■ Provided passage
[Begin]

Georgia crushed Alabama 28–7 to win the 2025 SEC Championship, ending years of title-game losses to the Tide and securing a strong College Football Playoff position.

By Milton Kirby | Atlanta, GA | December 7, 2025

The Georgia Bulldogs finally broke through.
After four straight SEC Championship losses to Alabama — and years of heartbreak inside Mercedes-Benz Stadium — Georgia ended both streaks Saturday with a commanding 28–7 win over the Crimson Tide in the 2025 SEC Championship Game.

The victory not only secures Georgia’s sixth SEC title but also strengthens their bid for a first-round bye in the College Football Playoff. Both teams entered the matchup widely expected to make the postseason field.

Early Defense, Special Teams Set the Tone

Georgia (11-1, 7-1 SEC) took the opening kickoff and immediately leaned on its physical identity. The Bulldogs’ defense smothered Alabama early, and special teams delivered the spark that shifted the game.

A blocked Alabama punt in the first quarter set up short field position, allowing Roderick Robinson II to punch in the game’s opening touchdown. Minutes later, Georgia intercepted a Tide pass, stopping Alabama’s attempt to regain momentum.

Bulldog Offense Finds Its Rhythm

In the second quarter, Georgia extended its lead when Dillon Bell hauled in a touchdown reception, putting the Bulldogs up two scores.

[End]

■ Record extracts
[Begin]

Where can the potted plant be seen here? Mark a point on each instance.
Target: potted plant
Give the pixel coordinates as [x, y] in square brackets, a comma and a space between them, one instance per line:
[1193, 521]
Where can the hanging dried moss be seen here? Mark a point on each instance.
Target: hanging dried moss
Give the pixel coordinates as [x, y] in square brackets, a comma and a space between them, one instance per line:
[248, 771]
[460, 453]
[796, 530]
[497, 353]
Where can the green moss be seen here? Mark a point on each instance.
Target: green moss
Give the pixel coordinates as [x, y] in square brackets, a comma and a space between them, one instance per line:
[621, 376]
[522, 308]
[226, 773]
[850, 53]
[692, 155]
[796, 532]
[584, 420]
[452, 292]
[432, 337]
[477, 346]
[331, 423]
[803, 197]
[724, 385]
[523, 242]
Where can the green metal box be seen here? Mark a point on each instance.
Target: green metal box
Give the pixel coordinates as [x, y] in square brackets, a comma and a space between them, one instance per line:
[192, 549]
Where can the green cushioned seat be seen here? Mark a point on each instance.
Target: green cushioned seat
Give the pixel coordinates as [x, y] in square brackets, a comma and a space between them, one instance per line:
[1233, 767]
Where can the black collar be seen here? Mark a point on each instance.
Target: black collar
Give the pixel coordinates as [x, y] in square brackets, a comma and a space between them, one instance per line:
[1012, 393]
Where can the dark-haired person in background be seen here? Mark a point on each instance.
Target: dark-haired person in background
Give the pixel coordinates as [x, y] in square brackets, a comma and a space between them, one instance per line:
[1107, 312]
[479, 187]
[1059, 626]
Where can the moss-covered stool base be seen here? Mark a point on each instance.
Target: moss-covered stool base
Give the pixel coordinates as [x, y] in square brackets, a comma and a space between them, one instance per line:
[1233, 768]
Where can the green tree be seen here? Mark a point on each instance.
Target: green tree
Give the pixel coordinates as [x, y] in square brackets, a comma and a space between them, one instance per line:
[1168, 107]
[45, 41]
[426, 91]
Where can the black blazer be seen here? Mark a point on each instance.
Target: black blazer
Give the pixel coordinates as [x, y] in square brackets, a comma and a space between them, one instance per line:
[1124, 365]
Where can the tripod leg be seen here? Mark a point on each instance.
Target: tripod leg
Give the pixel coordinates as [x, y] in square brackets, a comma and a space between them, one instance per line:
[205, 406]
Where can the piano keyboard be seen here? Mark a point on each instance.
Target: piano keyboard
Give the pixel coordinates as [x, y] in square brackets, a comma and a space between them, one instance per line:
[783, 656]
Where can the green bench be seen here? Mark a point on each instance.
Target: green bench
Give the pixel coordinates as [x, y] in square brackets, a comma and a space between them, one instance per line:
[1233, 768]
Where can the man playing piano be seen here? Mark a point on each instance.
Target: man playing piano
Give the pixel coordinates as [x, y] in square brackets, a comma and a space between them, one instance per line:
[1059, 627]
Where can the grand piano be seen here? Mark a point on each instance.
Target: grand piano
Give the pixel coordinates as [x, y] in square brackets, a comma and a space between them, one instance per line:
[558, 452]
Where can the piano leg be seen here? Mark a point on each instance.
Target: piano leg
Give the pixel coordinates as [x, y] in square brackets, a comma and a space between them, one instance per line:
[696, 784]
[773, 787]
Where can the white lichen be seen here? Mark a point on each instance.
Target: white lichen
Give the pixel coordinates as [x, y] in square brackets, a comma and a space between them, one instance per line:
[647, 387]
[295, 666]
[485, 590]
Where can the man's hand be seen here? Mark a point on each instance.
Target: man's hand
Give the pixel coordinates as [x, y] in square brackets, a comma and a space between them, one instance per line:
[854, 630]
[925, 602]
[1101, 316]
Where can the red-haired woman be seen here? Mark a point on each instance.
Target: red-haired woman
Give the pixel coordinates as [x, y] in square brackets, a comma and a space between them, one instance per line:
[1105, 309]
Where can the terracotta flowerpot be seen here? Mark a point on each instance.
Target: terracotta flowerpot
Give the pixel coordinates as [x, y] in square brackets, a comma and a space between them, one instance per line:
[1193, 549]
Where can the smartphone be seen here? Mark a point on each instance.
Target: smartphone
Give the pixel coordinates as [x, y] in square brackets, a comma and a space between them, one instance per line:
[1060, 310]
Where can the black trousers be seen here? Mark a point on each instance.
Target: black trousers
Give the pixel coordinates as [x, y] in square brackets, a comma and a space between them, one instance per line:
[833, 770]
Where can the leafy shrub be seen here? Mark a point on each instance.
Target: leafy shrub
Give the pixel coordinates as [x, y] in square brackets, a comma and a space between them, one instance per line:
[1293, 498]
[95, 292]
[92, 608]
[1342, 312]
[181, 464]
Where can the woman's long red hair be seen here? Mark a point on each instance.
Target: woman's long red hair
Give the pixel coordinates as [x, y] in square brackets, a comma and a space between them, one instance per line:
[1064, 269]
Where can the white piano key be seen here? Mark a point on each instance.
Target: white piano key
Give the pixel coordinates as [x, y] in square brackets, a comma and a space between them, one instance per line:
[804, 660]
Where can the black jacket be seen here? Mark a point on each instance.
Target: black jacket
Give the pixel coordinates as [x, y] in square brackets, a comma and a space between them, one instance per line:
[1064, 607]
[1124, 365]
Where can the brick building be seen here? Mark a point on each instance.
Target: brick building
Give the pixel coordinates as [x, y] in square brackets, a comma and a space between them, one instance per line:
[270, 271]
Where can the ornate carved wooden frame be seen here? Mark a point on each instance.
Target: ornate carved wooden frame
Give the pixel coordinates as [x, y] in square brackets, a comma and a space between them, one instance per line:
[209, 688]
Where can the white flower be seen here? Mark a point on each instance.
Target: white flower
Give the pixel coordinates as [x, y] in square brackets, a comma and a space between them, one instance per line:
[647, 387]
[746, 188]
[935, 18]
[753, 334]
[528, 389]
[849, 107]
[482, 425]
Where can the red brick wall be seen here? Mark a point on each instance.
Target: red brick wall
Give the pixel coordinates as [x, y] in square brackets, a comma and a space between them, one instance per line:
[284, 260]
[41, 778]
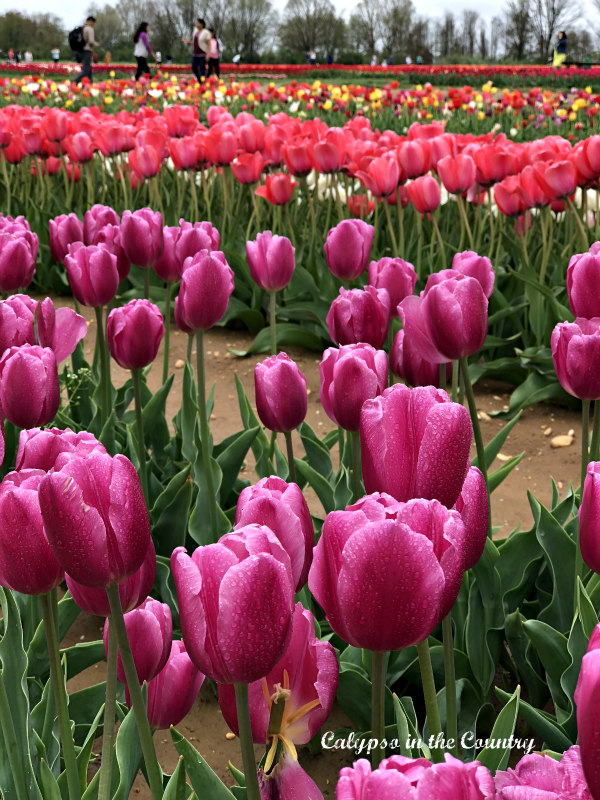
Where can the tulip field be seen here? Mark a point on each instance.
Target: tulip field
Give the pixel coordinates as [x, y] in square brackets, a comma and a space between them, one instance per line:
[344, 592]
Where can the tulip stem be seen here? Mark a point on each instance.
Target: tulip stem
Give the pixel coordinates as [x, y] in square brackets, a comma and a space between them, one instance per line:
[167, 330]
[108, 733]
[356, 467]
[429, 693]
[139, 425]
[246, 745]
[464, 368]
[273, 321]
[290, 452]
[153, 769]
[205, 434]
[47, 601]
[104, 366]
[450, 676]
[378, 672]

[End]

■ Task instructions
• a. Reproduce the SEC Championship article word for word from "The Georgia Bulldogs" to "the postseason field.".
• b. In the SEC Championship article, which player made the touchdown catch that put Georgia up by two scores in the second quarter?

■ Answers to each task
• a.
The Georgia Bulldogs finally broke through.
After four straight SEC Championship losses to Alabama — and years of heartbreak inside Mercedes-Benz Stadium — Georgia ended both streaks Saturday with a commanding 28–7 win over the Crimson Tide in the 2025 SEC Championship Game.

The victory not only secures Georgia’s sixth SEC title but also strengthens their bid for a first-round bye in the College Football Playoff. Both teams entered the matchup widely expected to make the postseason field.

• b. Dillon Bell